> Extract to read:

================

Statement on declaration given by Independent Directors under Sub-Section (6) of Section 149 of the Companies Act, 2013:

The Independent Directors have submitted the Declaration of Independence, as required pursuant to Sub-Section (7) Section 149 of the Companies Act, 2013 stating that they meet the criteria of independence as provided in (6) of section 149 of Companies Act, 2013 and Regulation 16(1)(b) of the SEBI (Listing Obligations and Disclosures Requirements) Regulations, 2015.

Related Party Transactions:

All the related party transactions are entered in the ordinary course of business and on arms length basis they are in compliance with the applicable provisions of Companies Act 2013 and listing regulations. The disclosures relating to related party transactions as required in Form AOC-2 is enclosed to this report as Annexure-II.

The Company has adopted a related party transactions policy and the said policy as approved by the board is uploaded on the Companys website www.snryala.ta.com.

Particulars of Loans, Guarantees and Investments:

During the year under review, the Company has continued to maintain corporate loan to its wholly owned subsidiary, Suntree Solar Energy Private Limited. However, the Company has not provided any guarantees.

Particulars of Employees:

The details pursuant to Section 197(12) of the Companies Act, 2013 read with Rule 5 of the Companies (Appointment and Remuneration of Managerial Personnel) Rules, 2014 is enclosed as Annexure III.

Further during the year under review, the list of top ten employees in terms of remuneration drawn as set out in Rule 5 Companies (Appointment and Remuneration of Managerial Personnel) Rules, 2014 is enclosed as Annexure III.

Details of Directors and Key Managerial Personnels appointed or resigned during the year:

No Director or Key Managerial Personnel was appointed or resigned during the year in review.

Subsequent to the year under review, the Board appointed two additional Diructors Sri Ramasahayam Raghuram Reddy (DIN: 02431417) Sri Meka Yugandhar (DIN : 00012265) w.e.f. June 29, 2024. Accepted resignation of Khushboo Jain Company Secretary & Compliance officer upto June 30, 2024 and also appointed S. Venkata Rao (M.No. F4809) as Company Secretary & Compliance officer w.e.f July 15, 2024.

In accordance with the provisions of the Companies Act, 2013 and in terms of Articles of Association of the Company, Sri. Mahender Kumar Agarwal - Joint Managing Director of the Company is liable to retire by rotation at the ensuing Annual General Meeting and being eligible, offers himself for re-appointment.

Committees of the Board:

Currently the Board has four Committees:

1. Audit Committee;

2. Nomination and Remuneration Committee;

3. Corporate Social Responsibility Committee &

4. Stakeholders Relationship Committee.

Audit Committee:

The Audit Committee comprises of Sri R Surender Reddy, Chairman, Sri K R Suresh Reddy, Member and Sri Harishchandra Prasad Kanuri, Member. All the recommendations made by the members of Audit Committee were accepted by the Board.

================

> Given data:
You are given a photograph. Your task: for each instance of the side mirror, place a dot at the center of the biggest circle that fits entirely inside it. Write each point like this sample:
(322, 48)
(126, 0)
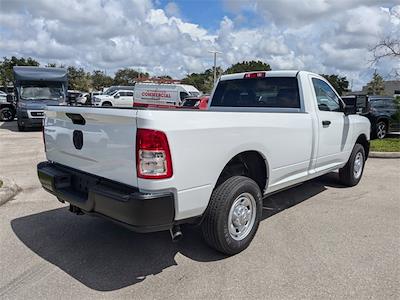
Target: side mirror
(349, 110)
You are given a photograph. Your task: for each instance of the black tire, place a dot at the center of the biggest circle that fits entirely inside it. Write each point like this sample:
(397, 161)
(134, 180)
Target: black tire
(6, 114)
(347, 174)
(215, 225)
(380, 130)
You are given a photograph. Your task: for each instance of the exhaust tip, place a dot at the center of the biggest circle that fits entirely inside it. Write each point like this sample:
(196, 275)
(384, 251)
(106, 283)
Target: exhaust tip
(176, 233)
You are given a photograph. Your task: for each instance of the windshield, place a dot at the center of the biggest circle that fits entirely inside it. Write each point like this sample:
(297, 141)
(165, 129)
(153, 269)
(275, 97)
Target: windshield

================

> Your tasks:
• a. Name every committee of the Board listed in the board report.
• b. Please say whether each statement agrees with the board report. Answer yes or no and quote the words that decide it.
(i) The Company provided guarantees during the year under review.
(ii) A Director was appointed during the year in review.
(iii) S. Venkata Rao was appointed Company Secretary & Compliance officer with effect from July 15, 2024.
• c. Write the next part of the board report, picking up after its last sentence.

> Answers to each task:
• a.
1. Audit Committee
2. Nomination and Remuneration Committee
3. Corporate Social Responsibility Committee
4. Stakeholders Relationship Committee

• b.
(i) No. "However, the Company has not provided any guarantees."
(ii) No. "No Director or Key Managerial Personnel was appointed or resigned during the year in review."
(iii) Yes. "appointed S. Venkata Rao (M.No. F4809) as Company Secretary & Compliance officer w.e.f July 15, 2024"

• c.
Nomination and Remuneration Committee:

The Nomination and Remuneration Committee comprises of Sri K R Suresh Reddy, Chairman, Sri R Surender Reddy, Member and Sri Harishchandra Prasad Kanuri, Member.

Stakeholders Relationship Committee:

Stakeholders Relationship Committee comprises of Sri K R Suresh Reddy, Chairman, Sri Vithaldas Agarwal, Member and Sri Mahender Kumar Agarwal, Member.

The Scope of the committee shall include considering and resolving the grievances of the security holders of the company which may arise due to any of the reasons cited in the Stakeholders Relationship Committee of the company.

Corporate Social Responsibility Committee:

The Corporate Social Responsibility Committee consists of Sri R Surender Reddy, Chairman, Sri Vithaldas Agarwal, Member and Sri Mahender Kumar Agarwal, Member.

This policy encompasses the Companys philosophy for giving back to society as a corporate citizen and lays down the guidelines and mechanism for undertaking socially useful programmes for the welfare & sustainable development of the community at large.

Corporate Social Responsibility:

The core theme of the Companys Corporate Social Responsibility (CSR) policy is giving back to the society from which it draws its resources by extending helping hand to the needy and the underprivileged.

Corporate Social Responsibility is the commitment of business to contribute for sustainable economic development. It is the contribution of the corporate sector for philanthropic causes like education, health, water, sanitation, animal welfare, environment and community development. In alignment with vision the Company, through its CSR initiatives will continue to enhance value creation in the society, through its services, conduct & initiatives, so as to promote sustained growth of the society in fulfillment of its role as a Socially Responsible Corporate with environmental concern.

The CSR Policy of your Company as approved by the Board of Directors, is hosted on your Companys website

www.suryala.ta.com.

The Report on Corporate Social Responsibility as per Rule 8 of (Corporate Social Responsibility Policy) Rules, 2014 is enclosed as Annexure IV and forms part of this Directors Report

Policy on directors appointment and remuneration and other details:

The Company follows a policy on remuneration of directors and other senior managerial personnel. The Policy is recommended by the Nomination and Remuneration Committee and approved by the Board. More details of the same is given in the Corporate Governance Report.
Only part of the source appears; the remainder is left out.